_WRITTEN PROBLEM_
Which lines in the items below contain the string "Target"? Extract each of them in full.

_SUPPLIED MATERIAL_
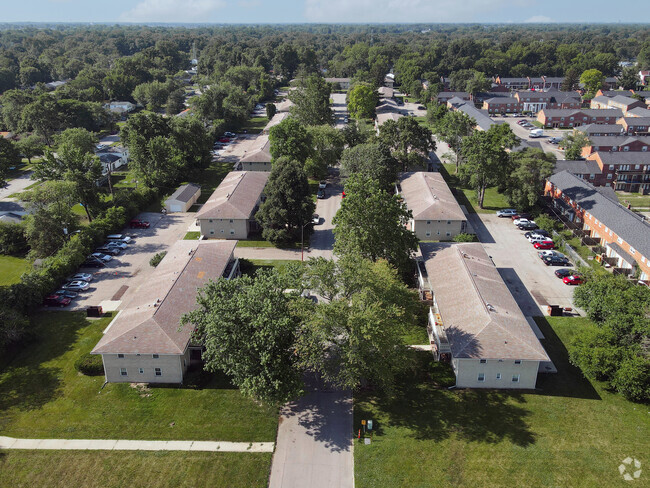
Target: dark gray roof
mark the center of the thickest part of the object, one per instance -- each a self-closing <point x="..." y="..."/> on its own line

--

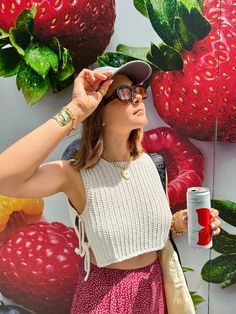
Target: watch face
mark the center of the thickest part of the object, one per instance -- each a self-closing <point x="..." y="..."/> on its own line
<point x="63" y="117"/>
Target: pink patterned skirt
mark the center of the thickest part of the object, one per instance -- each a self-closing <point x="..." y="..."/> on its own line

_EXERCISE ANSWER_
Target: dark gray roof
Target: watch face
Target: pink patterned skirt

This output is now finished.